> [EXERCISE]: Copy the records below word for word, line by line. Leave out the pictures.

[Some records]
+++

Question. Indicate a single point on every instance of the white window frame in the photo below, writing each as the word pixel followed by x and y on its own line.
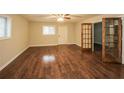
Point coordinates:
pixel 52 34
pixel 8 28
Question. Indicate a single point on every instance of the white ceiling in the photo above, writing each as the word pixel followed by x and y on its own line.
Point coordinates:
pixel 52 18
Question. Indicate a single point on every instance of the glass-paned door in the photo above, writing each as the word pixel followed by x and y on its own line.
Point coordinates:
pixel 86 36
pixel 111 39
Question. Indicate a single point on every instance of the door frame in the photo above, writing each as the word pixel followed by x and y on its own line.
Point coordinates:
pixel 119 37
pixel 90 49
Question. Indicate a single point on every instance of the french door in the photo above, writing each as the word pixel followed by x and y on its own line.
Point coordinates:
pixel 111 39
pixel 86 36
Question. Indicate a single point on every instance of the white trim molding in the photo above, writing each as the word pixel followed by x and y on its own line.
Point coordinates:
pixel 13 58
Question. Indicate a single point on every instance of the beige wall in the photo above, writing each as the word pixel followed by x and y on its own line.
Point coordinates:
pixel 37 38
pixel 9 48
pixel 90 20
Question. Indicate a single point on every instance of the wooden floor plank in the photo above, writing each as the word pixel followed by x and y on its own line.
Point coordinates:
pixel 60 62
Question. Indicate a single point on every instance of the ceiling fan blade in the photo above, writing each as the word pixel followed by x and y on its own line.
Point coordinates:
pixel 67 14
pixel 67 17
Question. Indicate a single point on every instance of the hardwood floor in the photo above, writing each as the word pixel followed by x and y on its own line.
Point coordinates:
pixel 61 62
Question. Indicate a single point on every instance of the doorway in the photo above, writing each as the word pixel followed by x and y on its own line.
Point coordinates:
pixel 98 40
pixel 112 40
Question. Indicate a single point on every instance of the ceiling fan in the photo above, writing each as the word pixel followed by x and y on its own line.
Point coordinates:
pixel 62 17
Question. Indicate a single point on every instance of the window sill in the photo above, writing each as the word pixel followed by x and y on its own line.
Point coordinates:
pixel 4 38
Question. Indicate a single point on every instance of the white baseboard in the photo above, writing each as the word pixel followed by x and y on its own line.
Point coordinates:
pixel 50 45
pixel 43 45
pixel 13 58
pixel 26 49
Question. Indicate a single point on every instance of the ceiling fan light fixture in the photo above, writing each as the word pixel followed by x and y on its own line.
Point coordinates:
pixel 60 19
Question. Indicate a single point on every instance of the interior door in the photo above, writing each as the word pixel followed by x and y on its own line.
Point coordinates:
pixel 111 39
pixel 62 34
pixel 86 36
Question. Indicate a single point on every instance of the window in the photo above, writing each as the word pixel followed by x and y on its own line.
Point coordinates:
pixel 4 27
pixel 48 30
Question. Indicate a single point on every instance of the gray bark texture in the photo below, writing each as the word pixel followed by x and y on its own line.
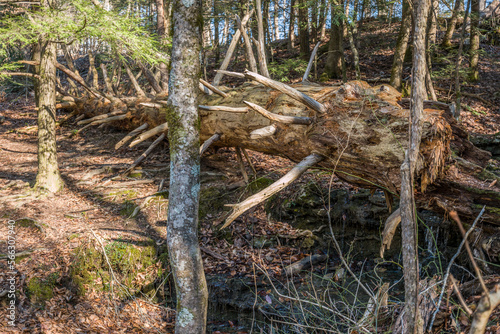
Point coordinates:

+++

> [EXPECTED ANSWER]:
Question. Indicate a single point on every instance of the white window frame in the photo below, writing each as the word pixel followed by x and y on its own line.
Point coordinates:
pixel 52 34
pixel 8 28
Question. Indicate a single point on every instance of the white ceiling in the photo above, writing each as the word pixel followed by x and y on its own line.
Point coordinates:
pixel 52 18
Question. Indicate a single point on every instance of the glass-paned door in the photo above, writing each as the word pixel followed by x and y on its own line.
Point coordinates:
pixel 86 36
pixel 111 39
Question. Indicate a single point on every instance of the door frame in the photo above, writing each as the word pixel followed by x and y on its own line.
Point coordinates:
pixel 119 37
pixel 90 49
Question. Indicate a single point on every instance of the french door in the photo above, writing each as the word pixel followed by x and y on its own line.
Point coordinates:
pixel 111 39
pixel 86 36
Question. Indicate a single point on every instance of the white trim molding in the photo above, writing each as the word pixel followed by x and y on its own line.
Point coordinates:
pixel 13 58
Question. Indicate a single point on every instance of the beige wall in the photo above, writing each as the word pixel followed by x and y on its own line.
Point coordinates:
pixel 37 38
pixel 9 48
pixel 90 20
Question. Indicate a single point on every instance of the wooden floor plank in the photo above, writing each as the word pixel followed by x and y on its own line.
Point coordinates:
pixel 60 62
Question. Indicate a single point on every instance of the ceiling fan blade in the photo above, writing each as the word pixel followed by x and y on its own line.
Point coordinates:
pixel 67 14
pixel 67 17
Question. Indicate a single point on every instance of the hardwood floor in the photo above, writing each as the word pixel followed by x and y on its own line.
Point coordinates:
pixel 61 62
Question. Indicate a single point on every instance of the doorway in the photo above, writing each as the word pixel followed by x and y on its own line.
Point coordinates:
pixel 98 40
pixel 112 40
Question. Indicate a single point on every instance of the ceiling fan in the photo above, writing each as the word pixel followed by x and y on its own line.
Point coordinates:
pixel 62 17
Question. Indicate a single point on every instance of the window sill in the photo above, writing each as the word pixel followed by x and y on its own line.
Point coordinates:
pixel 4 38
Question. Indicate a single point on every instance of the white baseboard in the photo above, writing each as the word pixel followed by x and y on its own line.
Point coordinates:
pixel 50 45
pixel 43 45
pixel 13 58
pixel 26 49
Question. Indicate a single point on every instance of the ceiling fan light fixture in the photo above, writing each as the word pixel followed by x and y on its own line.
Point coordinates:
pixel 60 19
Question. Indicate a single point on every instance of the interior door in the photo above, writing each as the word pixel followed by x and y on its own line.
Point coordinates:
pixel 111 39
pixel 62 34
pixel 86 36
Question. Indicate a single point on every instance of the window in the photo above, writing each as the word pixel followed by x and y on its own line.
Point coordinates:
pixel 4 27
pixel 48 30
Question. Indicate a single point on every instance of the gray bark texture in the photo below, writing each as the word pixel followed by x and y on its own line.
Point coordinates:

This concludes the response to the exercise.